Referring expression pointing data
◇ ◇ ◇
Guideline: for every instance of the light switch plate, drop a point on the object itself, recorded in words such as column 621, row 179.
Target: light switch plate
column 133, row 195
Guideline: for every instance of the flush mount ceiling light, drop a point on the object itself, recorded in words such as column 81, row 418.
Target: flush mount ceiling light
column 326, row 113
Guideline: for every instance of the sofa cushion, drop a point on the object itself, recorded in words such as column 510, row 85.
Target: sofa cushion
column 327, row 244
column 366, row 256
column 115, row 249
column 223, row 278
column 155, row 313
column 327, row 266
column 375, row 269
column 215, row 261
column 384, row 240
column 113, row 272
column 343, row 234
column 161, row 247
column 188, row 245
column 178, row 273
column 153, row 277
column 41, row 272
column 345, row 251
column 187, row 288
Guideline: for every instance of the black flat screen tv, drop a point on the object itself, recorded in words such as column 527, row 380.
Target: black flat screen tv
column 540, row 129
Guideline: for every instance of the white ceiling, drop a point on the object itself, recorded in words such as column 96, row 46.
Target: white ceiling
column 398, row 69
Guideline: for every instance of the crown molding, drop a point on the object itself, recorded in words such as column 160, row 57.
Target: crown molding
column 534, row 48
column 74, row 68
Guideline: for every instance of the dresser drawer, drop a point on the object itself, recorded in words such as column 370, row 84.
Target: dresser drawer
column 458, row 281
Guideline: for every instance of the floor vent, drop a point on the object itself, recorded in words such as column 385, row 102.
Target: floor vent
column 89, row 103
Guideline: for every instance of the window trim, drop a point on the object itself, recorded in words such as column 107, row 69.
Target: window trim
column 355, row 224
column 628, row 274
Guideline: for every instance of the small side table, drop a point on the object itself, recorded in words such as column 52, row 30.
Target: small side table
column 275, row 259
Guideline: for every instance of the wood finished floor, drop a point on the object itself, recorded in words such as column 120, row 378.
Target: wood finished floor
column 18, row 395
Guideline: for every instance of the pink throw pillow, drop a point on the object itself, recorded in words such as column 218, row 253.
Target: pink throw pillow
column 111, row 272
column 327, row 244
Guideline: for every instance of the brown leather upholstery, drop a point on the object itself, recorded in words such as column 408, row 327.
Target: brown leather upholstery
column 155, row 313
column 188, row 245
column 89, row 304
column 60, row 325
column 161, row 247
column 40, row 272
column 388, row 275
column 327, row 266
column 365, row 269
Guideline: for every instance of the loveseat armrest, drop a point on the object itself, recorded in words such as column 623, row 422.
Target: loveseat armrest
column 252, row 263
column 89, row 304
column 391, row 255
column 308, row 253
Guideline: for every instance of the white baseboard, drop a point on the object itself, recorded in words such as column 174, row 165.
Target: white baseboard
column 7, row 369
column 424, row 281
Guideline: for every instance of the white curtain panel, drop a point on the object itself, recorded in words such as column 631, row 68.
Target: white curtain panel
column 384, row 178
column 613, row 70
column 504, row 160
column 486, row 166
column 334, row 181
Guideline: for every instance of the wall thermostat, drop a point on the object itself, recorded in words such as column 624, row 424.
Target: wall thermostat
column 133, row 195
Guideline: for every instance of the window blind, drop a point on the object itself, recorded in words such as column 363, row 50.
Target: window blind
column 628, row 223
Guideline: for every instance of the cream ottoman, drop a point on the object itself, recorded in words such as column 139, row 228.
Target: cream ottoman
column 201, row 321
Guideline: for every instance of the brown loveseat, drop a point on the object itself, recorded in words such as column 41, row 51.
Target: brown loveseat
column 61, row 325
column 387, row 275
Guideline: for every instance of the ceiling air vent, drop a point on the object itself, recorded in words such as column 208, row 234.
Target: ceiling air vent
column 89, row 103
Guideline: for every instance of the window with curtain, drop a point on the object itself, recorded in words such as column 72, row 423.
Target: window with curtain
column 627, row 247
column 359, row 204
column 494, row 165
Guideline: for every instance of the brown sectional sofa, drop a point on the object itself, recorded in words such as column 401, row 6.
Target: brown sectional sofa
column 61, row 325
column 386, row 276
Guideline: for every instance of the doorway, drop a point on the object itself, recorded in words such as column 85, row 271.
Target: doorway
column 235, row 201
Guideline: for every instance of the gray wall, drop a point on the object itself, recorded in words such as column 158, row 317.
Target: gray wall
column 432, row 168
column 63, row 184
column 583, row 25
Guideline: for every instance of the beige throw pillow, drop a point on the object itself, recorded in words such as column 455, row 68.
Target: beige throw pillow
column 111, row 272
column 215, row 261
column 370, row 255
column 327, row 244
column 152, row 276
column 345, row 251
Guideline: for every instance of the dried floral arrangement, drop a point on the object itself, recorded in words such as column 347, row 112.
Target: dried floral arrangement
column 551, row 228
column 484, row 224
◇ ◇ ◇
Above are the entries; return each one exactly.

Guideline: for every instance of the light switch plate, drop a point on the object itself, recorded in words such as column 621, row 179.
Target: light switch plate
column 133, row 195
Guideline: for every instance of the flush mount ceiling light, drop a point on the object itself, recorded in words such as column 81, row 418.
Target: flush mount ceiling light
column 326, row 113
Guideline: for every instance of the sofa cushion, drop a point on the object itself, recorded in words such as column 510, row 85.
Target: sofa cushion
column 327, row 244
column 366, row 256
column 115, row 249
column 223, row 278
column 155, row 313
column 327, row 266
column 375, row 269
column 215, row 261
column 384, row 240
column 113, row 272
column 343, row 234
column 161, row 247
column 188, row 245
column 178, row 273
column 153, row 277
column 41, row 272
column 345, row 251
column 187, row 288
Guideline: for every instance of the black flat screen tv, drop a point on the object itself, recorded in words such as column 527, row 380.
Target: black flat screen tv
column 540, row 129
Guideline: for every instance of the white ceiling, drop a point on the object itself, recorded in words such as column 96, row 46.
Target: white ceiling
column 398, row 69
Guideline: for every instance of the crown molding, drop a point on the object itself, recorded in words such as column 160, row 57.
Target: crown molding
column 534, row 48
column 74, row 68
Guideline: for every instance of the dresser drawer, drop a point on the object itself, recorded in words such as column 370, row 84.
Target: dresser drawer
column 458, row 281
Guideline: for every instance of the floor vent, drop a point on the object itself, recorded in words such as column 385, row 102.
Target: floor vent
column 89, row 103
Guideline: for every instance of the window trim, drop a point on the object itself, recorded in words such as column 107, row 69.
Target: window trim
column 355, row 224
column 628, row 274
Guideline: for every instance of the small side table, drop a point on the object itself, recorded in words such as column 52, row 30.
Target: small side table
column 275, row 259
Guideline: for every instance of the wood finished floor, drop a point on the object itself, recorded in words such as column 120, row 378.
Target: wood finished floor
column 18, row 395
Guideline: for every instance of the pink throw pillow, drop a point on the object itself, recorded in words such as column 218, row 253.
Target: pink throw pillow
column 111, row 272
column 327, row 244
Guideline: for every instance of the brown leather upholstery, drop a point on the object itself, recorded in words such as column 408, row 327.
Target: brown leather upholstery
column 155, row 313
column 188, row 245
column 89, row 304
column 60, row 325
column 161, row 247
column 40, row 272
column 388, row 275
column 327, row 266
column 365, row 269
Guideline: for every instance of the loveseat armrest, drop a point on the object itself, recorded in words such as column 623, row 422.
Target: loveseat armrest
column 252, row 263
column 89, row 304
column 391, row 255
column 308, row 253
Guideline: for every instance of the white baseboard, drop a point on the object itself, recorded in words such as column 174, row 165.
Target: white baseboard
column 7, row 369
column 424, row 281
Guideline: for every instance of the white curtain panel, drop a point on the object itself, recorded in words such as column 631, row 68.
Target: white curtain panel
column 384, row 178
column 613, row 70
column 504, row 160
column 486, row 166
column 334, row 181
Guideline: for every instance of the wall thermostat, drop a point on the object itself, recorded in words such as column 624, row 424.
Target: wall thermostat
column 133, row 195
Guideline: for every instance of the window blind, drop a point on the object itself, recorded in words such as column 363, row 50.
Target: window blind
column 628, row 223
Guideline: for every instance of the cream ottoman, drop a point on the object itself, recorded in words such as column 139, row 228.
Target: cream ottoman
column 201, row 321
Guideline: for every instance of the brown loveseat, drop a point on the object itself, recorded in words such as column 41, row 51.
Target: brown loveseat
column 61, row 325
column 387, row 275
Guideline: for every instance of the ceiling air vent, drop a point on the object itself, recorded in words such as column 208, row 234.
Target: ceiling air vent
column 89, row 103
Guideline: for every instance of the window with curtain, drop a point on the object itself, recorded in words such as column 72, row 423.
Target: window with curtain
column 627, row 247
column 359, row 204
column 494, row 165
Guideline: for every instance of the brown sectional sofa, drop a point on the object itself, recorded in words such as column 401, row 6.
Target: brown sectional sofa
column 61, row 325
column 386, row 276
Guideline: for every instance of the doorway, drop a point on the object itself, recorded in words such as column 85, row 271.
Target: doorway
column 235, row 201
Guideline: for every instance of the gray wall, drop a point on the object itself, recorded in words such as column 158, row 317.
Target: gray wall
column 432, row 168
column 63, row 184
column 583, row 25
Guideline: for every instance of the beige throw pillow, drop a point on the object itself, recorded in words such as column 455, row 68.
Target: beige throw pillow
column 111, row 272
column 215, row 261
column 370, row 255
column 327, row 244
column 152, row 276
column 345, row 251
Guideline: for every instance of the dried floral arrangement, drop a point on the object itself, recorded in words such as column 347, row 112.
Target: dried floral arrangement
column 551, row 228
column 484, row 224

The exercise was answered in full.